__PASSAGE PROVIDED__:
Large Language Models History

What are Language Models?

A language model (LM) is a tool that guesses the next word in a given sequence of terms.

The development of LMs can be broadly classified into five stages.

Grammatical rules of a specific language were used to predict the next word in a sentence.
E.g., in English I will be followed by am not are, and They can be followed by have or are like these grammatical rules.
However, there are many exceptions, and handling all the language rules is tricky.

In this method, a large set of texts was analyzed, and the word-level probability of a word after a bunch of words was determined statistically.
How many times does am appear after I that probability is compared with other words like are or is.
In an advanced SLM n-gram model, instead of finding probability from a previous single word, the last bi-gram (two words) and tri-grams (three terms) were used to find the possibility of the next word.
However, In English, a single word can have multiple meanings based on the context of the sentence. SLM can not able to determine the context of the sentence.

With Word2Vec (Word to Vector), these models calculate the probability of the following words by neural networks.
Example: RNN (Recurrent Neural Network), LSTM (Long Short Term Memory)

ELMo (Context-aware Word Embedding) and Self-Attention through Transformer architecture raised the performance bar of NLP tasks. Example: BERT and GPT-2
Models were trained with a large amount of text, and the context awareness increased.

There is a thin line between PLM and LLM.
Scaling model size and training data size of PLMs new emergent abilities of model discovered. Example: ChatGPT, LLaMA, Claude
LLM is different from PLM broadly in three ways:
- Emergent abilities
- Prompting/Conversational Interface
- To attend the scale, Engineering and Research problems must be solved.

__INFORMATION PROVIDED__:
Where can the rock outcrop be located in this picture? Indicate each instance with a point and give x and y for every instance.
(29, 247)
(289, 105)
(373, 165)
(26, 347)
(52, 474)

__YOUR TASKS__:
A: Do these statements agree with the page on language model history? Answer each with yes or no and quote the deciding words.
(i) A language model guesses the next word in a sequence of terms.
(ii) The development of language models is divided into three stages.
(iii) RNN and LSTM are given as examples of models that use neural networks.
B: Answer these from the page on language model history:
(i) What does an advanced SLM n-gram model use instead of a single previous word to find the next word?
(ii) Which two models are given as examples after ELMo and Self-Attention?
(iii) In how many broad ways does LLM differ from PLM?

__EXERCISE SOLUTIONS__:
A:
(i) Yes: "A language model (LM) is a tool that guesses the next word in a given sequence of terms."
(ii) No: "The development of LMs can be broadly classified into five stages."
(iii) Yes: "these models calculate the probability of the following words by neural networks. Example: RNN (Recurrent Neural Network), LSTM (Long Short Term Memory)"

B:
(i) The last bi-gram (two words) and tri-grams (three terms)
(ii) BERT and GPT-2
(iii) Three